─── SOURCE MATERIAL ───

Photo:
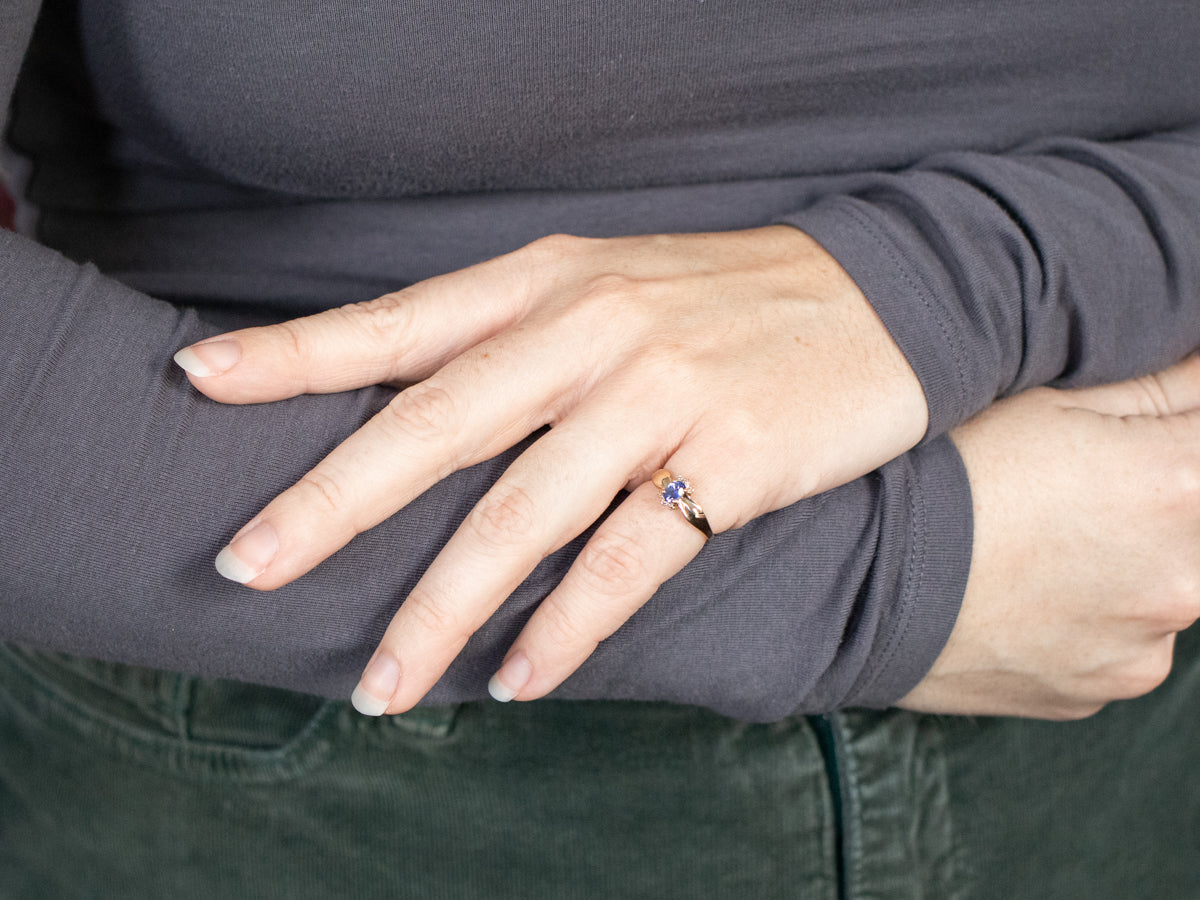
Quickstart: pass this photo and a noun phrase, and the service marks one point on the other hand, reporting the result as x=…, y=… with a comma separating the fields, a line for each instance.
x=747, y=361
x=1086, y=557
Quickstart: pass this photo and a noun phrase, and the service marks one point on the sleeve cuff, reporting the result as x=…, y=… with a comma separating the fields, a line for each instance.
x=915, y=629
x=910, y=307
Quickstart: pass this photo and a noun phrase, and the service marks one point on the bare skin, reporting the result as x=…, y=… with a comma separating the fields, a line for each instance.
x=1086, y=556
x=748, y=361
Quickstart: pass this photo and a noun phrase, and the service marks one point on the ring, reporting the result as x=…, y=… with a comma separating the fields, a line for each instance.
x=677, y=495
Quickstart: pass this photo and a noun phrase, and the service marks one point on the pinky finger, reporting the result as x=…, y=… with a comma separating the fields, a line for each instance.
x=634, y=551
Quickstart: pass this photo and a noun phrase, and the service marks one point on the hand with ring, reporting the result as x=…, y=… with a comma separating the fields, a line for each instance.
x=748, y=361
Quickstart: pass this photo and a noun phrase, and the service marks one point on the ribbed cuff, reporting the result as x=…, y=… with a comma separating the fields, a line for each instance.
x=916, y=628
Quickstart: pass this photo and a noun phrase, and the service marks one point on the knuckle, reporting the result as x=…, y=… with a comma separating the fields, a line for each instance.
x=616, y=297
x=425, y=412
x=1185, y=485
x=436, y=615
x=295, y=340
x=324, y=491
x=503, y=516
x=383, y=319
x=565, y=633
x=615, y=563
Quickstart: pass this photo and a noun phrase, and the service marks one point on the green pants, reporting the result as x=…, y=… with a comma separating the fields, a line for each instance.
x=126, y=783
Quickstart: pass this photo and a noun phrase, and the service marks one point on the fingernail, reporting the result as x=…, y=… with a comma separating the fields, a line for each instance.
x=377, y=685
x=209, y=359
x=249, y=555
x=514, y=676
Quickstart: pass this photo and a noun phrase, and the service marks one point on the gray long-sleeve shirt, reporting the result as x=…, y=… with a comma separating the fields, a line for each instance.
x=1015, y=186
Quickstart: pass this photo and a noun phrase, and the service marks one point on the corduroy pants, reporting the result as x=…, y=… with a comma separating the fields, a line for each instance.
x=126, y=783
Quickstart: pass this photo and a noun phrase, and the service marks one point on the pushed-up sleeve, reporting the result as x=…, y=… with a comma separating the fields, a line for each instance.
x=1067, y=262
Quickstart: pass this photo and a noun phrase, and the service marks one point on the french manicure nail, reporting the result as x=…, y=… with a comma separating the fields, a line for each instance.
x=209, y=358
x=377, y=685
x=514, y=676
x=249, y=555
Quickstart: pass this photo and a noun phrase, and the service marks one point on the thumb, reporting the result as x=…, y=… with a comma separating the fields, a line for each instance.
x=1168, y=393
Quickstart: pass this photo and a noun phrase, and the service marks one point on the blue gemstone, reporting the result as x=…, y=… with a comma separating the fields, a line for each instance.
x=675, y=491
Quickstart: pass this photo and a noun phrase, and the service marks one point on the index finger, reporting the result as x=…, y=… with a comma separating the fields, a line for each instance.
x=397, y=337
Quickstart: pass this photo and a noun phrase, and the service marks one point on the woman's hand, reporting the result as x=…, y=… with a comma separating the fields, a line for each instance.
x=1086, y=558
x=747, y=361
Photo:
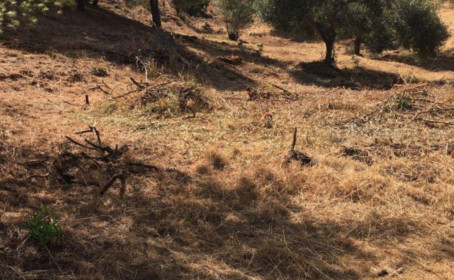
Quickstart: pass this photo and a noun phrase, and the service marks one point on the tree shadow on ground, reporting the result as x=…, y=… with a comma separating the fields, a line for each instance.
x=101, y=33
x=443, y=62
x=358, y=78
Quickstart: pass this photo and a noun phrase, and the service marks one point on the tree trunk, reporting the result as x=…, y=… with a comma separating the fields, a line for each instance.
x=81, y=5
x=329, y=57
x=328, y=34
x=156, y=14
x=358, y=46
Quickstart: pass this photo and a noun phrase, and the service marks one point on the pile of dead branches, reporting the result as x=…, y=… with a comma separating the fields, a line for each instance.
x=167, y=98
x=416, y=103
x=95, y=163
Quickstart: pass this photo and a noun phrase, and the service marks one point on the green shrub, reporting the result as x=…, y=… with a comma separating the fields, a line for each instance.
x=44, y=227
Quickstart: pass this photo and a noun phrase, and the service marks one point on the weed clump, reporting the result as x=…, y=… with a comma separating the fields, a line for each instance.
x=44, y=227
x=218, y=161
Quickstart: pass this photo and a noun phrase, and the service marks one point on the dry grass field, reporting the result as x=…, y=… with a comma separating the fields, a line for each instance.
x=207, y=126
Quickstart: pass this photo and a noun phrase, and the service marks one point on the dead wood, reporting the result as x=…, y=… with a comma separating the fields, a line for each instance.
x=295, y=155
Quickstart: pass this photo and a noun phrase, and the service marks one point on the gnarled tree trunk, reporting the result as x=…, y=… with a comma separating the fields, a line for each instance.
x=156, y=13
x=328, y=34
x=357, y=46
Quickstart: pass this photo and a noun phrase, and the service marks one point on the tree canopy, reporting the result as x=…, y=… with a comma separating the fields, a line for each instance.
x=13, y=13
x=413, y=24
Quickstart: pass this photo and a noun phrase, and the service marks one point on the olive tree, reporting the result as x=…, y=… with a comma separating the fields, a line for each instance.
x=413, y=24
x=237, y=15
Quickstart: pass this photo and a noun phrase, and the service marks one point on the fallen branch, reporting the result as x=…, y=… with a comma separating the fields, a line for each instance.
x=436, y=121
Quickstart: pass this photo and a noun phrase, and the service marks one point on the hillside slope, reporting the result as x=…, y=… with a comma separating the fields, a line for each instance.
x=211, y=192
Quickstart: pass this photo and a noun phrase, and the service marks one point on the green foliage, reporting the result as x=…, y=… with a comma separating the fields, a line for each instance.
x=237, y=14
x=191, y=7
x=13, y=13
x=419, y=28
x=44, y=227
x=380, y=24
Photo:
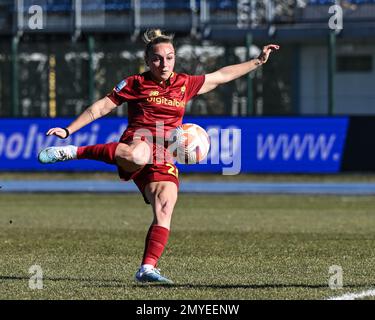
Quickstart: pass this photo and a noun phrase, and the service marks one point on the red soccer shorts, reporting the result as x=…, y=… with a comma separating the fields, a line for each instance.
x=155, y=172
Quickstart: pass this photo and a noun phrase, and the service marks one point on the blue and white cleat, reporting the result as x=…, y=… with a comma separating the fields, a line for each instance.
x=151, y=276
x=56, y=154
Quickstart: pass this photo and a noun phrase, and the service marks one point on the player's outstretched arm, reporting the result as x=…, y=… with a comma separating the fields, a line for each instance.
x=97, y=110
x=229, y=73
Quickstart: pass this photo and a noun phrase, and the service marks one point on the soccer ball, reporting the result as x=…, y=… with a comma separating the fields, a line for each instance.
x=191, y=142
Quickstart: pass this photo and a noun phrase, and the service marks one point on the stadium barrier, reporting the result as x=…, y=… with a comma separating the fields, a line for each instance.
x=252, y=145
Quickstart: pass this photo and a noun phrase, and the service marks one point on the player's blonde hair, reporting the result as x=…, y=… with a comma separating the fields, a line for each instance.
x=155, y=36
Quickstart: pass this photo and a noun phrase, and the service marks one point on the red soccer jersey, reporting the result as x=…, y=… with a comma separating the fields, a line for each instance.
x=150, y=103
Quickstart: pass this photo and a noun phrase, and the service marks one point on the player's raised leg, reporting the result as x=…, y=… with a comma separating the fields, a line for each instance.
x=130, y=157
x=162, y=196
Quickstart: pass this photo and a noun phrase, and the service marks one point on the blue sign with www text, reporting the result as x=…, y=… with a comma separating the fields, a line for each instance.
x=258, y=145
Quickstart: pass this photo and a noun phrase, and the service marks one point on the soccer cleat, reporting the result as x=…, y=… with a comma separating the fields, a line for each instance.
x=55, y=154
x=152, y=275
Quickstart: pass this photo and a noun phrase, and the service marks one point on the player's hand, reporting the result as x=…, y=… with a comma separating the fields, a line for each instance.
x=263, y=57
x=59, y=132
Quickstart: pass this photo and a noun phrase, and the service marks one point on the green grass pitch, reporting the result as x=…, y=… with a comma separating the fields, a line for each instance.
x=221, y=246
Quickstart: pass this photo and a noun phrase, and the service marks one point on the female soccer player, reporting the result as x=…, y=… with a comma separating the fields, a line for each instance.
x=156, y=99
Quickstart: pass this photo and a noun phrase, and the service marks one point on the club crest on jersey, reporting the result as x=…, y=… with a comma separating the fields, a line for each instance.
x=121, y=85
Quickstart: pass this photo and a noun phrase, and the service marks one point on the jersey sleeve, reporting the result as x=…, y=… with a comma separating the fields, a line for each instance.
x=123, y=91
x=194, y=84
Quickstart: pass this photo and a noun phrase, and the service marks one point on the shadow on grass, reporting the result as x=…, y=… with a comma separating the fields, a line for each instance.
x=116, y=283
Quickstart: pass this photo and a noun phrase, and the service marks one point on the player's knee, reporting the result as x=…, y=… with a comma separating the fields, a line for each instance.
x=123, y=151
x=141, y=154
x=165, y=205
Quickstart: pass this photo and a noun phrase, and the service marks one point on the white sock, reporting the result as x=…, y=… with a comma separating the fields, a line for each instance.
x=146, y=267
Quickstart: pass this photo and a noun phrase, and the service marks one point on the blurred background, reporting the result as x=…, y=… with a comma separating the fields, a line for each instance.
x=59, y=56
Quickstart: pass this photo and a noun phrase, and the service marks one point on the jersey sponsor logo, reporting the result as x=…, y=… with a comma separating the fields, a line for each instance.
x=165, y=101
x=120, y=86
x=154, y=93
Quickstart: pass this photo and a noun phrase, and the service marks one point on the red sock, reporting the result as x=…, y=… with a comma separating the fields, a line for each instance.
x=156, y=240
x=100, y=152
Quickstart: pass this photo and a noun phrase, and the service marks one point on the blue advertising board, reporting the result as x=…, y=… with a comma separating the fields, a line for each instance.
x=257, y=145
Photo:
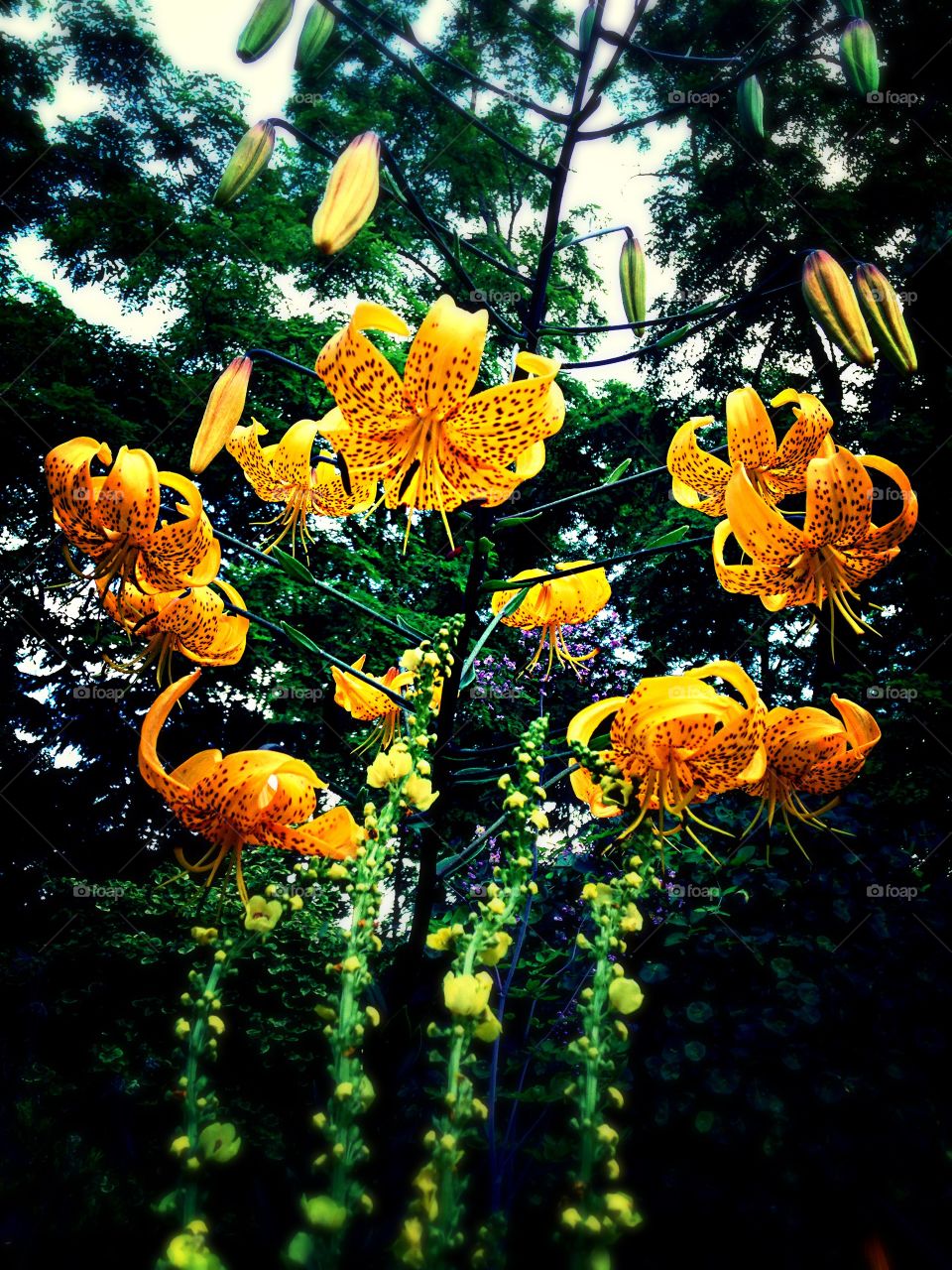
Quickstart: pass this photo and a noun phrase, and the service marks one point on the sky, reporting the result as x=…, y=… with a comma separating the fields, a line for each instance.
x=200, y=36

───

> [DIRECTIONS]
Lay out the lines of the records as a Markdown table with two columns, Row and Line. Start at the line that contains "on the pile" and go through the line that contains "x=95, y=163", both included. Number the rows, leave out blank lines, and include no other lines.

> [SOLUTION TO THE EXERCISE]
| Row | Line |
|---|---|
| 1 | Quickstart: pass this photo and a noun phrase, and the service marks one point on the pile of dead branches, reporting the result as x=…, y=… with a comma separating the fields, a line for each instance. |
| 2 | x=167, y=98 |
| 3 | x=416, y=103 |
| 4 | x=95, y=163 |